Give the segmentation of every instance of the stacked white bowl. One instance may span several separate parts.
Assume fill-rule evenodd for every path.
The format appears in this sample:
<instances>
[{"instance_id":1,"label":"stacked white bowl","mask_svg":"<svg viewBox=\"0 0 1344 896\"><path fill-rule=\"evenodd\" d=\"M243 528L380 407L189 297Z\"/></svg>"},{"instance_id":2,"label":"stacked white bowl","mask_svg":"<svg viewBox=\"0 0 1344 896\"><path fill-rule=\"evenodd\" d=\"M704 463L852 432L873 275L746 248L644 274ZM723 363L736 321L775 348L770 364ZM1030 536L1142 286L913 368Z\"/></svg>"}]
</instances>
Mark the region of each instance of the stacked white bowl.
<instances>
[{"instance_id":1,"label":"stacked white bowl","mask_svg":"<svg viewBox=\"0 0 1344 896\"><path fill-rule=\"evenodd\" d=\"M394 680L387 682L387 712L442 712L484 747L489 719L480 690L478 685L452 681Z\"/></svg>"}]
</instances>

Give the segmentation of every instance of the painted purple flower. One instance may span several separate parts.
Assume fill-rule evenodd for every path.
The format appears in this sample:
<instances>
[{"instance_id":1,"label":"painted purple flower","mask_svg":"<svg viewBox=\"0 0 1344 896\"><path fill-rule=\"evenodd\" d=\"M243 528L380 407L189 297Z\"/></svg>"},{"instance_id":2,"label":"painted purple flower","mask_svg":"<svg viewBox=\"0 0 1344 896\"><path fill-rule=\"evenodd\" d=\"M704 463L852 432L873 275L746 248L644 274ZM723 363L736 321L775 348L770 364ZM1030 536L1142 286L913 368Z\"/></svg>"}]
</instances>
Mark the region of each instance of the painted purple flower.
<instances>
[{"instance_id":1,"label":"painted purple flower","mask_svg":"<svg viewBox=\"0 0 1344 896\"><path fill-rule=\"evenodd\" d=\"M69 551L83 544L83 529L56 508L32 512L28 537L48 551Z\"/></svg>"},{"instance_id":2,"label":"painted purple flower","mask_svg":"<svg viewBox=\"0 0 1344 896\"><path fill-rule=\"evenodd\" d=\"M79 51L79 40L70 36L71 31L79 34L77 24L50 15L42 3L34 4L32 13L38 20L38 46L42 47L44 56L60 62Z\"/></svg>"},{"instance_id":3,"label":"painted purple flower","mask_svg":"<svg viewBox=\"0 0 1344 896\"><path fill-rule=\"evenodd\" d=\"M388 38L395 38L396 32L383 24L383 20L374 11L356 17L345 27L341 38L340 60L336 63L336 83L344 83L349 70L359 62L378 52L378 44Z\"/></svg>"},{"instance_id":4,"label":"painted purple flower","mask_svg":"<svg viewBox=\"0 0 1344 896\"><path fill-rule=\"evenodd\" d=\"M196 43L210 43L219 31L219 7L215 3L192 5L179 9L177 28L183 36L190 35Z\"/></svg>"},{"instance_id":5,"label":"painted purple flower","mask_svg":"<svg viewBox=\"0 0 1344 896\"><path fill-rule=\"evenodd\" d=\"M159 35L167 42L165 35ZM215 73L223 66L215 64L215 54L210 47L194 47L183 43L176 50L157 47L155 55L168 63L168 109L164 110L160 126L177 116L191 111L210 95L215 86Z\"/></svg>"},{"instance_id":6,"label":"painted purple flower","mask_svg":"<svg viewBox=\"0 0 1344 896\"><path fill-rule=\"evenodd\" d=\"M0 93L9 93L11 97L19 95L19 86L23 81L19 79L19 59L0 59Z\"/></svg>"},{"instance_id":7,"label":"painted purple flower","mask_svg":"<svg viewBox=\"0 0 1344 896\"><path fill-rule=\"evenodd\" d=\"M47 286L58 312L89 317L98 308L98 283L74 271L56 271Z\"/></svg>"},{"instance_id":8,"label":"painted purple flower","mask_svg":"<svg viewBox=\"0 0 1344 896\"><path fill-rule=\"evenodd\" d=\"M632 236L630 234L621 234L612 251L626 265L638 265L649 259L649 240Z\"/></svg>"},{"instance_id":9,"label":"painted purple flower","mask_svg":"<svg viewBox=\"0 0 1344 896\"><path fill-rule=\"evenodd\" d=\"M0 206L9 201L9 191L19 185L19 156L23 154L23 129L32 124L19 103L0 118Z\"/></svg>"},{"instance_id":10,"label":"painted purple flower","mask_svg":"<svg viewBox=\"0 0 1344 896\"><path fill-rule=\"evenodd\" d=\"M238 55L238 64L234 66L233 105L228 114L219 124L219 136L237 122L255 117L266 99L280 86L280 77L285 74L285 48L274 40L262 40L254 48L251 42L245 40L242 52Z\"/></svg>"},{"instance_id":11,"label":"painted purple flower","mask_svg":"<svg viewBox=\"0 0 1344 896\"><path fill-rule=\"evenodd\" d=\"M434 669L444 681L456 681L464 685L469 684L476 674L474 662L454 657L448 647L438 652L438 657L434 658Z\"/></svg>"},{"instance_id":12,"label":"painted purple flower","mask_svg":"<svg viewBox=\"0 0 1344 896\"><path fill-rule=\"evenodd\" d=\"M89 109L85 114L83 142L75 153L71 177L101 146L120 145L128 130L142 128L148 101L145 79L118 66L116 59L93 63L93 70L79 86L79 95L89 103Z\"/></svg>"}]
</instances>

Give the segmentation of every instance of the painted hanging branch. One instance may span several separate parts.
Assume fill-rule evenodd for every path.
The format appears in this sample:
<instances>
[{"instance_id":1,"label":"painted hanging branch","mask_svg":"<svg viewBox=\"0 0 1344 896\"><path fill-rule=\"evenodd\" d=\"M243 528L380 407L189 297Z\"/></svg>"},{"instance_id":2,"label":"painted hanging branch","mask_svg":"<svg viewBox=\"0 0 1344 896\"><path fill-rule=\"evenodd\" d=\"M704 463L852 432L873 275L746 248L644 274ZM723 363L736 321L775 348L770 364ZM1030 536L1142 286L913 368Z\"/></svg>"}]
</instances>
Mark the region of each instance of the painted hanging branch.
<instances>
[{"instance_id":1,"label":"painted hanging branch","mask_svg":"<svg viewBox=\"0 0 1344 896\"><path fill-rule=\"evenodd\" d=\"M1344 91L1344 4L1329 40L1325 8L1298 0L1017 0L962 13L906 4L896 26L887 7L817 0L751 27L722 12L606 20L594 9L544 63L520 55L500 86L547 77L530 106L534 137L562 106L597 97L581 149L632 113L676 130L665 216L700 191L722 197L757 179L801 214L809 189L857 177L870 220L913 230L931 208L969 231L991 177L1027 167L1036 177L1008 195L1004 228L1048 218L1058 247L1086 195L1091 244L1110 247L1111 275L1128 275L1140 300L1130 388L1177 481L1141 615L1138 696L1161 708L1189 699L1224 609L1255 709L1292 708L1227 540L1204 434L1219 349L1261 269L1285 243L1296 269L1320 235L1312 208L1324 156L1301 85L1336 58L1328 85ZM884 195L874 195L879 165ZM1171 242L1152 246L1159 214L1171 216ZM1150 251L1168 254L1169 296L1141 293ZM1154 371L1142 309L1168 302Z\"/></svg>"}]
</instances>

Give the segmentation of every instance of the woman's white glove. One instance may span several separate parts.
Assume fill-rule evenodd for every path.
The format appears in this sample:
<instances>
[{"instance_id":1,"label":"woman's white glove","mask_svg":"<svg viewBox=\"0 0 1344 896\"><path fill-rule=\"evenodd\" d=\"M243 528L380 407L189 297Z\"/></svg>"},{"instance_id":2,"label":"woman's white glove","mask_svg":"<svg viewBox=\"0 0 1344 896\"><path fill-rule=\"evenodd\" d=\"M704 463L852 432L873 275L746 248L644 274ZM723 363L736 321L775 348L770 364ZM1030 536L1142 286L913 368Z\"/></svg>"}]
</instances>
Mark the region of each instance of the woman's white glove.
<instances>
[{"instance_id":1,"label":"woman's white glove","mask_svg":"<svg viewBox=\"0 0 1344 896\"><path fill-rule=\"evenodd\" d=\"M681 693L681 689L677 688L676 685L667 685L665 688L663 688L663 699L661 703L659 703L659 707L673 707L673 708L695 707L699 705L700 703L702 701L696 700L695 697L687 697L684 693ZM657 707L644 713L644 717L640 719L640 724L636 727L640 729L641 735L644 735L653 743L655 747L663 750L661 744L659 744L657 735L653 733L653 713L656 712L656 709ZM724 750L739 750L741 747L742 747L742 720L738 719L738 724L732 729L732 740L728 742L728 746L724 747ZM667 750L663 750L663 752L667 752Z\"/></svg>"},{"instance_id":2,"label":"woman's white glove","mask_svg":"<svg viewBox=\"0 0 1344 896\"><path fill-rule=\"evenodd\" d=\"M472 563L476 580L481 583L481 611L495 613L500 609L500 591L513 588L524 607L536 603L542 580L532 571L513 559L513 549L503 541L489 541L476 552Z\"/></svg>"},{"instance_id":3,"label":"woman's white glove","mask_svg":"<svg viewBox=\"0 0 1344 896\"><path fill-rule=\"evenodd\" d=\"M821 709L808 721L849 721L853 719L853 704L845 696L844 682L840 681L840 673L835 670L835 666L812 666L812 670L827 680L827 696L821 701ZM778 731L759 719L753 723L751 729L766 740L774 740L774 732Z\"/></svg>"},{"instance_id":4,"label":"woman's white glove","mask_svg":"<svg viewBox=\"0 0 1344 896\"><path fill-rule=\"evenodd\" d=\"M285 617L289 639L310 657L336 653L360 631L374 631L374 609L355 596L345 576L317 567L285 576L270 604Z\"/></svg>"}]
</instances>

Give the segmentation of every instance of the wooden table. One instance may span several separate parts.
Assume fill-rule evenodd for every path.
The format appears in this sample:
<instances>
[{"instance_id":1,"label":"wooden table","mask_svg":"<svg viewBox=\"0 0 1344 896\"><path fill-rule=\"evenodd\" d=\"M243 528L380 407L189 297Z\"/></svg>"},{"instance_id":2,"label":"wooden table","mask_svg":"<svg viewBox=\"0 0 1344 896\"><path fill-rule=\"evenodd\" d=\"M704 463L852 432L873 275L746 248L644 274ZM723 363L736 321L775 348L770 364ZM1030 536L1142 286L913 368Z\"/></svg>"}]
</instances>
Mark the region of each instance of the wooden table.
* * * * *
## PROBLEM DESCRIPTION
Please print the stretch of the listing above from the line containing "Give the segmentation of every instance of the wooden" through the end of the listing, word for word.

## TASK OUTPUT
Give the segmentation of every instance of the wooden table. One instance may span several separate parts.
Assume fill-rule evenodd for every path.
The format appears in this sample:
<instances>
[{"instance_id":1,"label":"wooden table","mask_svg":"<svg viewBox=\"0 0 1344 896\"><path fill-rule=\"evenodd\" d=\"M243 528L380 407L189 297Z\"/></svg>"},{"instance_id":2,"label":"wooden table","mask_svg":"<svg viewBox=\"0 0 1344 896\"><path fill-rule=\"evenodd\" d=\"M704 463L852 432L873 275L746 248L644 274ZM723 363L736 321L775 348L770 364ZM1030 536L1142 286L913 368Z\"/></svg>"}]
</instances>
Mark the region of each instance of the wooden table.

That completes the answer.